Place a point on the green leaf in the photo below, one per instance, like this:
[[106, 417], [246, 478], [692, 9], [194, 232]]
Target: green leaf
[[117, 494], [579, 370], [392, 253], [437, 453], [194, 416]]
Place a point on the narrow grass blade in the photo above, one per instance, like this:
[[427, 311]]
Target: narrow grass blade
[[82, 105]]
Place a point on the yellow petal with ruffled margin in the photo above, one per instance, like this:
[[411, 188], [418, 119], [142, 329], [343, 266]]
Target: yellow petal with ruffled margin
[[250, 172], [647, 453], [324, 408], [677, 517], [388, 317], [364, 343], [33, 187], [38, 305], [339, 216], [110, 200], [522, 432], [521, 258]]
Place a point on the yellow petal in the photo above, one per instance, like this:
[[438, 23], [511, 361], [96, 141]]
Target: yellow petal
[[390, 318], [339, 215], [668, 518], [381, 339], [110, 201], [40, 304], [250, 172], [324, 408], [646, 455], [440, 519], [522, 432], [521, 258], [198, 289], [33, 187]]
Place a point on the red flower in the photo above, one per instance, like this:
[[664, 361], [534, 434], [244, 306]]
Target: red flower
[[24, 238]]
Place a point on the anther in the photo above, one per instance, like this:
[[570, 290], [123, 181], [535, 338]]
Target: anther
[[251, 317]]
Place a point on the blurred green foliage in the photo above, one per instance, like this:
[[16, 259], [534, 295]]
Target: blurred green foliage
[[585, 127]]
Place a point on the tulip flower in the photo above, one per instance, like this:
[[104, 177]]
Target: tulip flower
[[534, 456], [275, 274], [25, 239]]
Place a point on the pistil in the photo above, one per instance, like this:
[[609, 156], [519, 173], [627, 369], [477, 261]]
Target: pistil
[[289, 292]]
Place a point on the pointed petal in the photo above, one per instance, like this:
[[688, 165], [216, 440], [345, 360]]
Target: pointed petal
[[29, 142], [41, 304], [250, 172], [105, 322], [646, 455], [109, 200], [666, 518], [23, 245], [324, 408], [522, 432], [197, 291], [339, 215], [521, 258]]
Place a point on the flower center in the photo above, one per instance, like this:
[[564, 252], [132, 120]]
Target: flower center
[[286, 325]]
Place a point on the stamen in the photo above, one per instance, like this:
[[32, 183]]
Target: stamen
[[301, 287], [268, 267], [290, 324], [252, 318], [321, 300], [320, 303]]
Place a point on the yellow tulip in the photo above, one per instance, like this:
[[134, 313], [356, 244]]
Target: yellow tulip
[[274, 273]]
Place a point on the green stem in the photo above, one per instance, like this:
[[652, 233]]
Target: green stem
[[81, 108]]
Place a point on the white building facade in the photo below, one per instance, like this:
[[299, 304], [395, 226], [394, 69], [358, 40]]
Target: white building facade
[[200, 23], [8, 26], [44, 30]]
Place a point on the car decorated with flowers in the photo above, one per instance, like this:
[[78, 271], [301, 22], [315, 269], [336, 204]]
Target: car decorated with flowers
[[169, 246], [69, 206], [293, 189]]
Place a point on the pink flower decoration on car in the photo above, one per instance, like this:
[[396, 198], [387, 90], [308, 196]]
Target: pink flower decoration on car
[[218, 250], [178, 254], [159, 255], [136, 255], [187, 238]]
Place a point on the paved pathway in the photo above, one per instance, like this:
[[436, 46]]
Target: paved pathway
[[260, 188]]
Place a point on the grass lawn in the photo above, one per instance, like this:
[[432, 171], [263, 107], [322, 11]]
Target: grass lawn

### [What is needed]
Turn every line of the records above into a JSON list of strings, one string per line, leaving out blank lines.

### [Output for this task]
[
  "Place a point on the green leaf in the photo below, one per instance, like this:",
  "[[106, 417], [246, 478], [692, 9], [194, 232]]",
  "Target: green leaf",
  "[[117, 494], [579, 370], [392, 253], [437, 453], [194, 416]]",
  "Place a point on the narrow grass blade in the photo above, one per instance, like this:",
  "[[427, 311]]",
  "Target: narrow grass blade",
  "[[82, 105]]",
  "Place a point on the yellow petal with ruffled margin in the photo above, one per instance, like this:",
  "[[411, 188], [418, 119], [142, 329], [343, 266]]",
  "Target: yellow petal with ruffled margin",
  "[[250, 172], [647, 453], [324, 408], [677, 517], [388, 317], [364, 343], [33, 187], [38, 305], [339, 216], [110, 200], [522, 432], [521, 258]]",
  "Place a point on the yellow petal in the photo above, one per instance, like this:",
  "[[438, 23], [511, 361], [96, 141]]",
  "Target: yellow petal",
  "[[390, 318], [339, 215], [668, 518], [381, 339], [110, 201], [40, 304], [250, 172], [324, 408], [646, 455], [440, 519], [522, 432], [521, 258], [198, 289], [33, 187]]",
  "Place a point on the red flower in the photo above, one per instance, like this:",
  "[[664, 361], [534, 434], [244, 306]]",
  "Target: red flower",
  "[[24, 238]]",
  "Place a point on the anther in the photo above, one per instance, like this:",
  "[[570, 290], [123, 181], [535, 338]]",
  "Target: anther",
  "[[251, 317]]",
  "Place a point on the blurred green foliage in the photo above, one per instance, like this:",
  "[[16, 259], [534, 295]]",
  "Target: blurred green foliage",
  "[[585, 127]]",
  "Place a point on the tulip flower in the photo above, one per instance, like this:",
  "[[104, 177]]",
  "Target: tulip flower",
  "[[534, 456], [275, 274], [25, 239]]",
  "Place a point on the pistil in the photo above, one per instance, like this:",
  "[[609, 156], [519, 173], [627, 369], [477, 261]]",
  "Target: pistil",
  "[[289, 292]]",
  "Place a point on the pointed petal in the photo above, one per instance, like this:",
  "[[688, 165], [216, 440], [345, 360]]",
  "Target: pointed petal",
  "[[29, 142], [41, 304], [250, 172], [105, 322], [646, 455], [109, 200], [666, 518], [23, 245], [324, 408], [522, 432], [197, 291], [339, 215], [521, 258]]",
  "Place a point on the flower center in the photo above, one per instance, like this:",
  "[[564, 252], [132, 120]]",
  "Target: flower center",
  "[[286, 325]]",
  "Place a point on the stamen in the photo above, one per instance, like this:",
  "[[32, 183]]",
  "Target: stamen",
  "[[301, 287], [268, 267], [290, 324], [252, 318], [321, 300], [320, 303]]",
  "Place a point on the yellow tulip in the photo above, one per instance, like this:",
  "[[134, 313], [356, 244]]",
  "Target: yellow tulip",
  "[[274, 273]]",
  "Place a point on the green stem in the photo above, one per instance, like this:",
  "[[652, 233]]",
  "Target: green stem",
  "[[81, 108]]",
  "Place a point on the white building facade in the photo below, one per instance, like this:",
  "[[299, 304], [395, 226], [394, 69], [358, 40]]",
  "Target: white building facade",
  "[[200, 23], [8, 26], [44, 30]]",
  "Place a point on the car decorated with flowers in the photo above, one per instance, like this:",
  "[[78, 271], [301, 22], [315, 269], [336, 204]]",
  "Target: car decorated with flowers",
  "[[169, 246], [69, 206], [293, 189]]",
  "Place a point on the pink flower decoration on car in the photo above, one per instance, like this:",
  "[[396, 198], [387, 90], [308, 196]]",
  "Target: pink flower decoration on car",
  "[[218, 250], [178, 254], [159, 255], [136, 255], [187, 238]]",
  "Place a point on the paved pathway in the photo above, one per instance, like this:",
  "[[436, 46]]",
  "Target: paved pathway",
  "[[260, 188]]",
  "Place a point on the grass lawn in the photo above, one per instance, like this:",
  "[[432, 171], [263, 107], [322, 11]]",
  "Target: grass lawn"
]